Disputing parties who are seeking quicker resolution or are facing cost pressures may wish to consider adopting one of the expedited arbitration services being offered by many institutions. These might be most useful if a dispute is less complex, where limited evidence is required and where there is alignment between the parties for a speedy resolution. Many arbitral institutions are now offering expedited services to support the fast pace of commercial demand. For example, the ICCs simplified procedure means that a final award is rendered within six months of the case management conference. The SCC offers a similar service, imposing limits to written submissions and a speedier timetable without the need for a hearing (unless a party demands it).

Competing with these expedited services offered by the traditional institutions are alternative off the shelf arbitration schemes. Take, for example, the London Chamber of Commerce’s London Chamber of Arbitration and Mediation (LCAM) that launched last month. Ideally suited to low to medium value disputes, it adopts a document-only process and offers a fixed fee and secure case management delivery, which seeks to offer certainty and cost efficiency (potentially without requiring parties to need any legal representation to use it).

• APPLY WHAT YOU READ
1/ What does the text on expedited arbitration say between "Competing with these" and "to use it).", inclusive? Extract that passage word for word.
2/ How would the text on expedited arbitration go on after its last sentence? Write the next part.

• Records contained in a dataset

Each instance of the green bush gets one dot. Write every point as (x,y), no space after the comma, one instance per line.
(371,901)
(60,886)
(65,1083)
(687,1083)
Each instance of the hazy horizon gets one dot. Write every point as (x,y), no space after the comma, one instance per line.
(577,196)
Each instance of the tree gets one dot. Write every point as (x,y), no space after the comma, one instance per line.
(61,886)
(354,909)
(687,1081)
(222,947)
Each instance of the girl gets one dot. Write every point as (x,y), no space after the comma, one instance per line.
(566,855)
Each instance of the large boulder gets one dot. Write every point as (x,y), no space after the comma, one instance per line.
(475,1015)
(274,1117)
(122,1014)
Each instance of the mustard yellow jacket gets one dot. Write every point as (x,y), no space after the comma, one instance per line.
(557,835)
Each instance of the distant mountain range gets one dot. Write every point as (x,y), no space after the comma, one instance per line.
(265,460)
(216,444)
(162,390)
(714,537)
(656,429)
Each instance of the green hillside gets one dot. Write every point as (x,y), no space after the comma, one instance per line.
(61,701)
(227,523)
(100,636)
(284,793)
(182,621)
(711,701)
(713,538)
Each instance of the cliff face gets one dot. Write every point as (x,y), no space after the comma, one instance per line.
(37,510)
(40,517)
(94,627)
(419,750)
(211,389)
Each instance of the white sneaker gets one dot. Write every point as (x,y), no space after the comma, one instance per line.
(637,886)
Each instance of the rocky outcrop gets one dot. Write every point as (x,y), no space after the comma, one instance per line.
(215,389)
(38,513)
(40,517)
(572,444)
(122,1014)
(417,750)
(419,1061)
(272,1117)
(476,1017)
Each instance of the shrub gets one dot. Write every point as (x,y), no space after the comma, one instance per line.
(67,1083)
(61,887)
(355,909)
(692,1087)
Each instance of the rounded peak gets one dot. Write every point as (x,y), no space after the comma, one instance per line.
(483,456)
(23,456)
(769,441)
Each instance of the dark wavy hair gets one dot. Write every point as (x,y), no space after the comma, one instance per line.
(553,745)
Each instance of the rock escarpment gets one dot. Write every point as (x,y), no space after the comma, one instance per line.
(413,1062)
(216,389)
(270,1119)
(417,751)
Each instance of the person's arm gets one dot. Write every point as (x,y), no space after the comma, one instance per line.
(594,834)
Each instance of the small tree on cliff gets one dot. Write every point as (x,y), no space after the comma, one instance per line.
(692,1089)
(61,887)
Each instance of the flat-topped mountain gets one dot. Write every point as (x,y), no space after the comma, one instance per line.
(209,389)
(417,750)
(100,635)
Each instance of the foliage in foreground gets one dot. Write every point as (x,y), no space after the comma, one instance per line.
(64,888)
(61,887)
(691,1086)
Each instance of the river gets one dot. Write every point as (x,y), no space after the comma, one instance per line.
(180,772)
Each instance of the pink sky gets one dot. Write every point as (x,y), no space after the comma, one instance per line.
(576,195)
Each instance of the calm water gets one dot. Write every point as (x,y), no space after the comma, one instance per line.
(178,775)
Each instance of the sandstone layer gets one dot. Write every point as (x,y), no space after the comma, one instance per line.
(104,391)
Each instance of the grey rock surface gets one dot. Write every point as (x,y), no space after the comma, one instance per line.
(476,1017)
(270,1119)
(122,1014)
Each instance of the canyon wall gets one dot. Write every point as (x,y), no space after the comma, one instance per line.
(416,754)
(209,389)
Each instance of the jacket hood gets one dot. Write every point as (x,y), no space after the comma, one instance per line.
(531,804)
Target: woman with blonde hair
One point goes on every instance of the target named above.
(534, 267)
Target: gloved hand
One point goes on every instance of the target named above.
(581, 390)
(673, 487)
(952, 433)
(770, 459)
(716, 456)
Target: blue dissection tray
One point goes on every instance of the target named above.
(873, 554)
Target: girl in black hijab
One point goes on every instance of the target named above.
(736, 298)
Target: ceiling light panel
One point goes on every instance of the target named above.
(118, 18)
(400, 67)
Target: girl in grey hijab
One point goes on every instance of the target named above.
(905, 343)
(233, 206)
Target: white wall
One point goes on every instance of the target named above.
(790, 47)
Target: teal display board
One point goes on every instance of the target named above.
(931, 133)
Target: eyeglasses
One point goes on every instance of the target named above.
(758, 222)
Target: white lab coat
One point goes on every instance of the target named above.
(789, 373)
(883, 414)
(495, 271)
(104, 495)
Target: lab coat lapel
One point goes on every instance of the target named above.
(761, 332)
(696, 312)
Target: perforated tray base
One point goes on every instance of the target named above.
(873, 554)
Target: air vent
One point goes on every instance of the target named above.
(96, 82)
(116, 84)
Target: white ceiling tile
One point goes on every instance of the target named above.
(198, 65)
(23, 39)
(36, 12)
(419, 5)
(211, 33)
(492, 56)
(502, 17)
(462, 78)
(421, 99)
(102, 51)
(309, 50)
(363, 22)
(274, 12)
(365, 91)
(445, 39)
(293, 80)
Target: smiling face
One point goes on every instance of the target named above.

• RESPONSES TO THE TASKS
1/
Competing with these expedited services offered by the traditional institutions are alternative off the shelf arbitration schemes. Take, for example, the London Chamber of Commerce’s London Chamber of Arbitration and Mediation (LCAM) that launched last month. Ideally suited to low to medium value disputes, it adopts a document-only process and offers a fixed fee and secure case management delivery, which seeks to offer certainty and cost efficiency (potentially without requiring parties to need any legal representation to use it).

2/
Another example is an online arbitration platform which is being promoted by Serle Court, where disputing parties are able to submit written cases, in memorial style, to a mutually agreed sole arbitrator, with a binding decision published within 80 days. The arbitrator’s fees are fixed depending on the value of the dispute. The standard process (which can be adapted to suit the parties’ needs) requires no live evidence or document production, and offers a hearing that may be conducted by video.

These speedy schemes are certainly a step forward, but will they become the norm? No, or at least not yet in the author’s view. Their take up is likely to be slow, initially at least, as many contracts contain more traditional arbitration clauses, and in-house lawyers may encounter resistance to any suggestion of circumventing tried and tested dispute resolution clauses. Furthermore, the perceived benefits of these streamlined services (such as no live evidence, limited document production, quicker publication of the award) limit the types of cases for which these schemes are suitable (though they may suit contract interpretation disputes, such as those expected on whether the disruption caused by the pandemic will be covered by force majeure clauses, which is an increasingly important issue for companies with complex and time-critical supply chains).

A new road ahead?

So far, reports from those who have had to embrace technology to manage arbitrations have found the overall experience to be largely successful. Doesn’t this pose the question why, as we strive to reduce international travel not only in light of the pandemic but also for environmental reasons, this should not be the new norm?

The pandemic has demonstrably accelerated the continued digitalisation of arbitration services. These changes have been welcomed by many and have shown that the arbitration community can, and is willing to, adapt to change.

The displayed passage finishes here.